Selected passage:
The William Inge Center for the Arts is best known as the producer of the annual William Inge Theater Festival, the Official Theater Festival of the State of Kansas. The festival has been on hiatus since March 2020 and will resume regular activities in spring of 2022 when it welcomes renowned American playwright Lynn Nottage to Kansas, April 21-23, 2022 to be celebrated as our annual festival playwright honoree. For more information, visit our website at www.ingecenter.org or email info@ingecenter.org.

The Inge Center welcomes Tim J. Lord as playwright-in-residence

After a year-long hiatus, the Inge Center is thrilled to welcome Tim J. Lord to Kansas as a playwright-in-residence at William Inge’s boyhood home at the end of this month. 

The residency hopes to provide the opportunity to develop a playwright’s new plays in the same surroundings that inspired young William Inge to his Pulitzer Prize winning work. 

The residency is supported in large part by an ArtsWorks grant from the National Endowment for the Arts, the William Inge Festival Foundation, and Independence Community College.

When Tim isn’t writing, hiking, and taking in the beautiful surroundings of Southeast Kansas, he will be teaching playwriting to a class of high school students at Labette County High, as well as visiting as a guest artist in the theater classrooms at Independence Community College.  

Tim J. Lord is the recipient of the inaugural Apothetae-Lark Fellowship for a writer with a disability and a 2017-18 Jerome Fellow at The Playwrights’ Center in Minneapolis. As a native of the Midwest and a member of the disability community he tells stories of people and communities who are often overlooked on our stages and strives to illuminate ignored and underrepresented perspectives.

Records:
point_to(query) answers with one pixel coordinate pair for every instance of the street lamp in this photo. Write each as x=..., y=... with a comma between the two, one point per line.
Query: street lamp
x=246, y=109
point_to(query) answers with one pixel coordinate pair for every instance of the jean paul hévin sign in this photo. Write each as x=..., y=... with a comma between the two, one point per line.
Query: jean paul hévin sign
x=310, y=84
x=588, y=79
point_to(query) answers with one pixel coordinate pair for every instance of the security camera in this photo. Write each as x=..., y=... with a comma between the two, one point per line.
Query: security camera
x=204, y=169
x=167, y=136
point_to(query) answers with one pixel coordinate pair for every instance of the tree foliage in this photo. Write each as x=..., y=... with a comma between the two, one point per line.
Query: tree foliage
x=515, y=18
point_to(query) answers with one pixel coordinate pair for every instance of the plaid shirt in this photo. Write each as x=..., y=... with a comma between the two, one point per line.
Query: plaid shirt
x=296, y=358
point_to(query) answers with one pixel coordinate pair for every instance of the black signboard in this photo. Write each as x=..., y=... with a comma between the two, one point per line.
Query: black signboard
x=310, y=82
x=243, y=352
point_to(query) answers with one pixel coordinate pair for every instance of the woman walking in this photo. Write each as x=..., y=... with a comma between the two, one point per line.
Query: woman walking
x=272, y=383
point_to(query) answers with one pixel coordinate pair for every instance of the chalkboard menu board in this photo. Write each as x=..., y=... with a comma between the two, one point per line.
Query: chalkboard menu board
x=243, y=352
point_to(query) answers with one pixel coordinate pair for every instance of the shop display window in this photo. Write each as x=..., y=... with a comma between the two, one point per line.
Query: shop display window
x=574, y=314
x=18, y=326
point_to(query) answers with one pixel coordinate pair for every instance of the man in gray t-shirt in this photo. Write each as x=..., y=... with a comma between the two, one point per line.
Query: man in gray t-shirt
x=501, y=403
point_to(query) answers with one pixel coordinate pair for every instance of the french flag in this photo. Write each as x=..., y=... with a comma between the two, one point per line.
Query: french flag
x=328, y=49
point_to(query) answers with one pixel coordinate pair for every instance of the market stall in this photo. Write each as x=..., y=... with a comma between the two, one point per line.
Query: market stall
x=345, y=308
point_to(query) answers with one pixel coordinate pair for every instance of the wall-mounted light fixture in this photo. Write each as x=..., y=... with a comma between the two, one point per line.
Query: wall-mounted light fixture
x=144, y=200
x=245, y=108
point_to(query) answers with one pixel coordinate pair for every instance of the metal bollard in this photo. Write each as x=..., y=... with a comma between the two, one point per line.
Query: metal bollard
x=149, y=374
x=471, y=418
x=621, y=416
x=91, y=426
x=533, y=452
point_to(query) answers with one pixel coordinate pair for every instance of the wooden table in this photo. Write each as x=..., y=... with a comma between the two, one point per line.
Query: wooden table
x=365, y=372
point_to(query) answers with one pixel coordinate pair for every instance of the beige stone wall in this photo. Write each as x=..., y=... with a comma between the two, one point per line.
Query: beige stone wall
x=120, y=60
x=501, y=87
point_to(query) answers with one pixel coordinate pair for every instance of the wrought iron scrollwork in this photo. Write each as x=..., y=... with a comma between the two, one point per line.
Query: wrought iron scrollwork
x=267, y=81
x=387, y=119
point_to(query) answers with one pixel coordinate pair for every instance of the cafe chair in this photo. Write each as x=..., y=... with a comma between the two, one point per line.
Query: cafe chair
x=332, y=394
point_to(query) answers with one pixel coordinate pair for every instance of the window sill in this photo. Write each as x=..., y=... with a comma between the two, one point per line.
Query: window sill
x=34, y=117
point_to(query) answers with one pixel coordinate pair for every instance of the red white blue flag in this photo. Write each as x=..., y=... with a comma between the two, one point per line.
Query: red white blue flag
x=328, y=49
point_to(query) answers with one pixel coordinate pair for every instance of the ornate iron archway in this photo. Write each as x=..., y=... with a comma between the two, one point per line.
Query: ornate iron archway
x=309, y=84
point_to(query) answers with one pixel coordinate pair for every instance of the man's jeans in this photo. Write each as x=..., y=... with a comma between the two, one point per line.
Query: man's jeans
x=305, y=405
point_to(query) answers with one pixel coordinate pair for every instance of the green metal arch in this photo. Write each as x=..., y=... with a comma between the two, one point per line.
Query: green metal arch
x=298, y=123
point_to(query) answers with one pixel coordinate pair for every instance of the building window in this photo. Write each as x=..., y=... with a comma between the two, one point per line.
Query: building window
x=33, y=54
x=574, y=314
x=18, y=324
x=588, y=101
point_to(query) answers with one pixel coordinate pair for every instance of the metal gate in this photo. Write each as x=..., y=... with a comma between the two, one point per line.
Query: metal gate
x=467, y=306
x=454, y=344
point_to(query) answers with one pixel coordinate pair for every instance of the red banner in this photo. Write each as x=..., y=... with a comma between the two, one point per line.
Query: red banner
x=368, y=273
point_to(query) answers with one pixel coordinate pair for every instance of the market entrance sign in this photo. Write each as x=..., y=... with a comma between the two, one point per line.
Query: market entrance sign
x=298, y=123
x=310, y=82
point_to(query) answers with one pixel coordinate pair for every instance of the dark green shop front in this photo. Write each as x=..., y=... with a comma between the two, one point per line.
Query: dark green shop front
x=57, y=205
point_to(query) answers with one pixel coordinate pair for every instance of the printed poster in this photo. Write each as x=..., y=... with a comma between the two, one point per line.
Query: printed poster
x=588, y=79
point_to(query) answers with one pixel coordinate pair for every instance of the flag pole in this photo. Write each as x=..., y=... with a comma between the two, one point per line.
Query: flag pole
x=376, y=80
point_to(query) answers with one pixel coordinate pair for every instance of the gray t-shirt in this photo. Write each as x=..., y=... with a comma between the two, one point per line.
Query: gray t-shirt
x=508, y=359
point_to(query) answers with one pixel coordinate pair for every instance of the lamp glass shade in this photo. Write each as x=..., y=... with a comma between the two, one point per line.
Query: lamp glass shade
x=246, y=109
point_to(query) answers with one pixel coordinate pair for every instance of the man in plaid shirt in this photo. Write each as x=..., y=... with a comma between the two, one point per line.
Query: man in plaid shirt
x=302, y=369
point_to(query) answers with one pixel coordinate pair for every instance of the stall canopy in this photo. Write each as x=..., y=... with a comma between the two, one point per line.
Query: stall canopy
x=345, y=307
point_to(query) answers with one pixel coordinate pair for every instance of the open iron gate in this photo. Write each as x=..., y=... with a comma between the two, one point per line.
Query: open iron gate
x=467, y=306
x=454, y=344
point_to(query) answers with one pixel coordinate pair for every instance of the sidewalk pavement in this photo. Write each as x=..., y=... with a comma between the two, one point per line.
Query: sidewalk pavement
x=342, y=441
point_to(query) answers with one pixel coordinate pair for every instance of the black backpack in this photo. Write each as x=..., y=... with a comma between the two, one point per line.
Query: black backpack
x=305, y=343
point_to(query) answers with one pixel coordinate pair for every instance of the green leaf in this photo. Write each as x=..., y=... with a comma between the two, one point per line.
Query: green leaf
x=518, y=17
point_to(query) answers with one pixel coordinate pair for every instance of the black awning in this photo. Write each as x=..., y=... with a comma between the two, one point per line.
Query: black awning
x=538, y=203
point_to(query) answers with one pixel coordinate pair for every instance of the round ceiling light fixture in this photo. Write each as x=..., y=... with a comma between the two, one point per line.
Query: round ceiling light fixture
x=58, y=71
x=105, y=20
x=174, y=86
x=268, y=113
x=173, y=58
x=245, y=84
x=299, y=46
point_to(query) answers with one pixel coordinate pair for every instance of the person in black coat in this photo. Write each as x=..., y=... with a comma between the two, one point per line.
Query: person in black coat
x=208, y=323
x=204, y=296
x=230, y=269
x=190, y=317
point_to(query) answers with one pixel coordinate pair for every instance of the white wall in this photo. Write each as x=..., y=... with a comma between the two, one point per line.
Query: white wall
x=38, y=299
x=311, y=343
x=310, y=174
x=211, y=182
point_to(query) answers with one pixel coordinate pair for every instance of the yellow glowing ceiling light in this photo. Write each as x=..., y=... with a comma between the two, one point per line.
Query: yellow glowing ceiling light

To-do list:
**a.** According to the Inge Center text, which playwright will the festival honor in April 2022?
**b.** Rewrite the Inge Center text between "The residency hopes" and "at Independence Community College.", inclusive, replacing "residency" with "fellowship".

Solutions per task:
**a.** Lynn Nottage

**b.**
The fellowship hopes to provide the opportunity to develop a playwright’s new plays in the same surroundings that inspired young William Inge to his Pulitzer Prize winning work. 

The fellowship is supported in large part by an ArtsWorks grant from the National Endowment for the Arts, the William Inge Festival Foundation, and Independence Community College.

When Tim isn’t writing, hiking, and taking in the beautiful surroundings of Southeast Kansas, he will be teaching playwriting to a class of high school students at Labette County High, as well as visiting as a guest artist in the theater classrooms at Independence Community College.